= To do =
Write out the lines below again, switching every "Markers" to "Points" and changing nothing else. Leave the pictures out.

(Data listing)
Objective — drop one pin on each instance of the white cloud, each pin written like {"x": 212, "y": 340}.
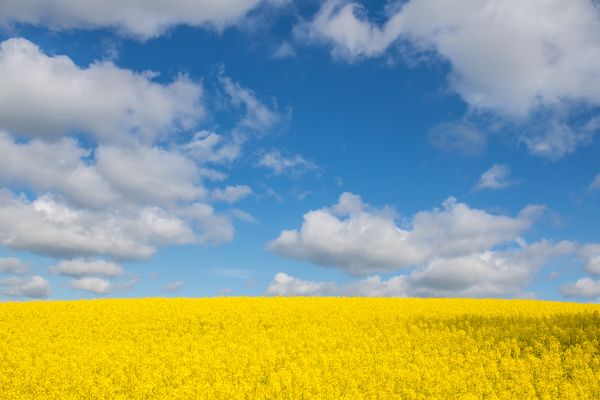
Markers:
{"x": 459, "y": 138}
{"x": 36, "y": 287}
{"x": 591, "y": 256}
{"x": 48, "y": 96}
{"x": 374, "y": 286}
{"x": 83, "y": 267}
{"x": 497, "y": 177}
{"x": 231, "y": 194}
{"x": 213, "y": 228}
{"x": 173, "y": 287}
{"x": 584, "y": 287}
{"x": 360, "y": 239}
{"x": 210, "y": 147}
{"x": 553, "y": 139}
{"x": 48, "y": 227}
{"x": 283, "y": 51}
{"x": 139, "y": 18}
{"x": 487, "y": 273}
{"x": 243, "y": 215}
{"x": 280, "y": 164}
{"x": 513, "y": 59}
{"x": 481, "y": 274}
{"x": 150, "y": 175}
{"x": 12, "y": 265}
{"x": 511, "y": 56}
{"x": 286, "y": 285}
{"x": 97, "y": 285}
{"x": 55, "y": 166}
{"x": 91, "y": 284}
{"x": 258, "y": 116}
{"x": 595, "y": 184}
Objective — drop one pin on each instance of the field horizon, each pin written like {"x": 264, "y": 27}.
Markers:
{"x": 299, "y": 347}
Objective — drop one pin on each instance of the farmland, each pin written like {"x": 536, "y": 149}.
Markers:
{"x": 299, "y": 348}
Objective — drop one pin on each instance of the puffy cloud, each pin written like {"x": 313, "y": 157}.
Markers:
{"x": 497, "y": 177}
{"x": 48, "y": 227}
{"x": 283, "y": 51}
{"x": 374, "y": 286}
{"x": 488, "y": 273}
{"x": 83, "y": 267}
{"x": 12, "y": 265}
{"x": 595, "y": 184}
{"x": 280, "y": 164}
{"x": 532, "y": 64}
{"x": 213, "y": 228}
{"x": 553, "y": 138}
{"x": 91, "y": 284}
{"x": 231, "y": 194}
{"x": 360, "y": 239}
{"x": 584, "y": 287}
{"x": 150, "y": 175}
{"x": 173, "y": 287}
{"x": 210, "y": 147}
{"x": 286, "y": 285}
{"x": 591, "y": 257}
{"x": 49, "y": 96}
{"x": 99, "y": 286}
{"x": 133, "y": 17}
{"x": 480, "y": 274}
{"x": 461, "y": 138}
{"x": 510, "y": 56}
{"x": 243, "y": 216}
{"x": 35, "y": 287}
{"x": 55, "y": 166}
{"x": 259, "y": 117}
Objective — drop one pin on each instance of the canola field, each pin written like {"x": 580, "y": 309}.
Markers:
{"x": 299, "y": 348}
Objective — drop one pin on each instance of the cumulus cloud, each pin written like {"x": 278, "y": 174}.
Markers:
{"x": 48, "y": 96}
{"x": 481, "y": 274}
{"x": 83, "y": 267}
{"x": 584, "y": 287}
{"x": 210, "y": 147}
{"x": 513, "y": 59}
{"x": 280, "y": 164}
{"x": 591, "y": 256}
{"x": 55, "y": 166}
{"x": 231, "y": 194}
{"x": 213, "y": 228}
{"x": 47, "y": 226}
{"x": 124, "y": 188}
{"x": 35, "y": 287}
{"x": 12, "y": 265}
{"x": 286, "y": 285}
{"x": 595, "y": 184}
{"x": 511, "y": 55}
{"x": 283, "y": 51}
{"x": 460, "y": 138}
{"x": 497, "y": 177}
{"x": 153, "y": 175}
{"x": 361, "y": 239}
{"x": 91, "y": 284}
{"x": 97, "y": 285}
{"x": 173, "y": 287}
{"x": 258, "y": 116}
{"x": 133, "y": 17}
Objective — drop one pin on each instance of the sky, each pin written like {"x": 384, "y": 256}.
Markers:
{"x": 315, "y": 148}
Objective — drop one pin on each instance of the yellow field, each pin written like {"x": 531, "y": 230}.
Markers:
{"x": 299, "y": 348}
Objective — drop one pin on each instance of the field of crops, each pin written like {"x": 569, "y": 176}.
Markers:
{"x": 299, "y": 348}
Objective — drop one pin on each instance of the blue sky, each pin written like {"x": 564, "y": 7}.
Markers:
{"x": 300, "y": 148}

= Result of the task =
Objective — drop one pin on each instance of the white cloud, each pin written like {"x": 212, "y": 340}.
Points:
{"x": 459, "y": 138}
{"x": 36, "y": 287}
{"x": 591, "y": 256}
{"x": 48, "y": 96}
{"x": 374, "y": 286}
{"x": 83, "y": 267}
{"x": 497, "y": 177}
{"x": 231, "y": 194}
{"x": 213, "y": 228}
{"x": 173, "y": 287}
{"x": 584, "y": 287}
{"x": 360, "y": 239}
{"x": 210, "y": 147}
{"x": 553, "y": 139}
{"x": 48, "y": 227}
{"x": 283, "y": 51}
{"x": 139, "y": 18}
{"x": 487, "y": 273}
{"x": 243, "y": 215}
{"x": 280, "y": 164}
{"x": 513, "y": 59}
{"x": 481, "y": 274}
{"x": 150, "y": 175}
{"x": 12, "y": 265}
{"x": 511, "y": 56}
{"x": 286, "y": 285}
{"x": 97, "y": 285}
{"x": 55, "y": 166}
{"x": 91, "y": 284}
{"x": 258, "y": 116}
{"x": 595, "y": 184}
Objective — drop one pin on each instance of the field horizon, each pin written like {"x": 264, "y": 27}.
Points:
{"x": 299, "y": 347}
Objective — drop one pin on each instance of the farmland, each pin written like {"x": 536, "y": 149}.
Points:
{"x": 299, "y": 348}
Objective — drop one pin on each instance of the puffy cloud, each pin written like {"x": 313, "y": 157}.
Points:
{"x": 497, "y": 177}
{"x": 48, "y": 227}
{"x": 283, "y": 51}
{"x": 374, "y": 286}
{"x": 488, "y": 273}
{"x": 83, "y": 267}
{"x": 12, "y": 265}
{"x": 595, "y": 184}
{"x": 280, "y": 164}
{"x": 532, "y": 64}
{"x": 213, "y": 228}
{"x": 553, "y": 138}
{"x": 91, "y": 284}
{"x": 231, "y": 194}
{"x": 360, "y": 239}
{"x": 584, "y": 287}
{"x": 150, "y": 175}
{"x": 173, "y": 287}
{"x": 210, "y": 147}
{"x": 286, "y": 285}
{"x": 591, "y": 257}
{"x": 49, "y": 96}
{"x": 99, "y": 286}
{"x": 133, "y": 17}
{"x": 480, "y": 274}
{"x": 461, "y": 138}
{"x": 510, "y": 56}
{"x": 243, "y": 216}
{"x": 35, "y": 287}
{"x": 55, "y": 166}
{"x": 259, "y": 117}
Objective — drop one pin on each instance of the canola field, each pin written like {"x": 580, "y": 309}.
Points:
{"x": 299, "y": 348}
Objective — drop one pin on each instance of the cumulus cloud, each pin written like {"x": 278, "y": 174}.
Points:
{"x": 48, "y": 96}
{"x": 481, "y": 274}
{"x": 83, "y": 267}
{"x": 584, "y": 287}
{"x": 210, "y": 147}
{"x": 513, "y": 59}
{"x": 280, "y": 164}
{"x": 591, "y": 256}
{"x": 55, "y": 166}
{"x": 231, "y": 194}
{"x": 213, "y": 228}
{"x": 47, "y": 226}
{"x": 124, "y": 188}
{"x": 35, "y": 287}
{"x": 12, "y": 265}
{"x": 286, "y": 285}
{"x": 595, "y": 184}
{"x": 511, "y": 55}
{"x": 283, "y": 51}
{"x": 460, "y": 138}
{"x": 497, "y": 177}
{"x": 153, "y": 175}
{"x": 361, "y": 239}
{"x": 91, "y": 284}
{"x": 97, "y": 285}
{"x": 173, "y": 287}
{"x": 258, "y": 116}
{"x": 133, "y": 17}
Objective — drop one pin on each instance of the sky, each pin written like {"x": 384, "y": 256}.
Points:
{"x": 315, "y": 148}
Objective — drop one pin on each instance of the yellow field, each pin written like {"x": 531, "y": 230}.
Points:
{"x": 299, "y": 348}
Objective — drop one pin on each instance of the field of crops, each pin written like {"x": 569, "y": 176}.
Points:
{"x": 299, "y": 348}
Objective — drop one pin on each instance of the blue sky, each pin written like {"x": 564, "y": 7}.
Points:
{"x": 300, "y": 148}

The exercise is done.